» **Short exercise**
Rewrite the data below from the line with "I need to find the white marker" through the end, keeping every line and shifting each bounding-box coordinate up by 74.

↓

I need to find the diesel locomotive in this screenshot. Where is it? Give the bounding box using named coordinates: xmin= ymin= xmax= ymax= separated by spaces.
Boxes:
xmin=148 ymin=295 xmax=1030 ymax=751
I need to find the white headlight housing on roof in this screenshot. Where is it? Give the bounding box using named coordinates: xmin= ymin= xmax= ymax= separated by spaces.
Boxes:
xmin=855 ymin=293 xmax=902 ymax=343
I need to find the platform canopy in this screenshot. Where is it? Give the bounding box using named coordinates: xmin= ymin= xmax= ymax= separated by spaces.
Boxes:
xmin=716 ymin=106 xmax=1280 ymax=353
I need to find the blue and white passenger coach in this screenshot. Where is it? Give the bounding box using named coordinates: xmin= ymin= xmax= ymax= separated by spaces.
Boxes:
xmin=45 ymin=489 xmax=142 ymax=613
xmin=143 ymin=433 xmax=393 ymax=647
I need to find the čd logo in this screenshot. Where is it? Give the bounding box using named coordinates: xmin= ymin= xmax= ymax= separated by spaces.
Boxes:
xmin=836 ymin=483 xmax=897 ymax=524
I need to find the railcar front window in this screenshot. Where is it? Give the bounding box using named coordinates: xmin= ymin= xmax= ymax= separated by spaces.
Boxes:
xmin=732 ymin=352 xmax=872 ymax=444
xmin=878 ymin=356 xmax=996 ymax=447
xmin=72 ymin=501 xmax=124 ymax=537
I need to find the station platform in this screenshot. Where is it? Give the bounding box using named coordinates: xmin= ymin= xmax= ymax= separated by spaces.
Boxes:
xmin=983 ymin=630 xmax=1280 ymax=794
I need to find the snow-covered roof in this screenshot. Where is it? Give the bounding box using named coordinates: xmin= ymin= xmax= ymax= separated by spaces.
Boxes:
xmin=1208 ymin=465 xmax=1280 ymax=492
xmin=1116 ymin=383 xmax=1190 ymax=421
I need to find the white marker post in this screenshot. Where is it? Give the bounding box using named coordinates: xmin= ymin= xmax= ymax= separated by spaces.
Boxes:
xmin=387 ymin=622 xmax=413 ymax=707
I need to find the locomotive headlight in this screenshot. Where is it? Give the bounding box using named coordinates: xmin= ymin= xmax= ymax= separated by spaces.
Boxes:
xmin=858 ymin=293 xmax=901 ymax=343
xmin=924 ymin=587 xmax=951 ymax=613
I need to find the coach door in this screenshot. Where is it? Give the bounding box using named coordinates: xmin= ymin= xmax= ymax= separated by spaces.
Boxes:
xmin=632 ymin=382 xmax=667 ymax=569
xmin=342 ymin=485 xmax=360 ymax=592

↑

» **Answer to this problem**
I need to find the white marker post in this screenshot. Where is it? Give the bounding box using named coordinates: xmin= ymin= xmax= ymax= separated by spaces.
Boxes:
xmin=461 ymin=696 xmax=487 ymax=781
I need to find the locomotive headlight in this screenshot. Where is it? Give the bounding box using named coordinates: xmin= ymin= xmax= ymax= separated by spaces.
Boxes:
xmin=932 ymin=367 xmax=975 ymax=417
xmin=998 ymin=661 xmax=1025 ymax=687
I need to find the coach door in this screenshot. Where is it? Give the bounding box using named coordinates: xmin= ymin= xmax= ymax= separated by spaces.
Boxes:
xmin=706 ymin=456 xmax=741 ymax=643
xmin=416 ymin=559 xmax=434 ymax=666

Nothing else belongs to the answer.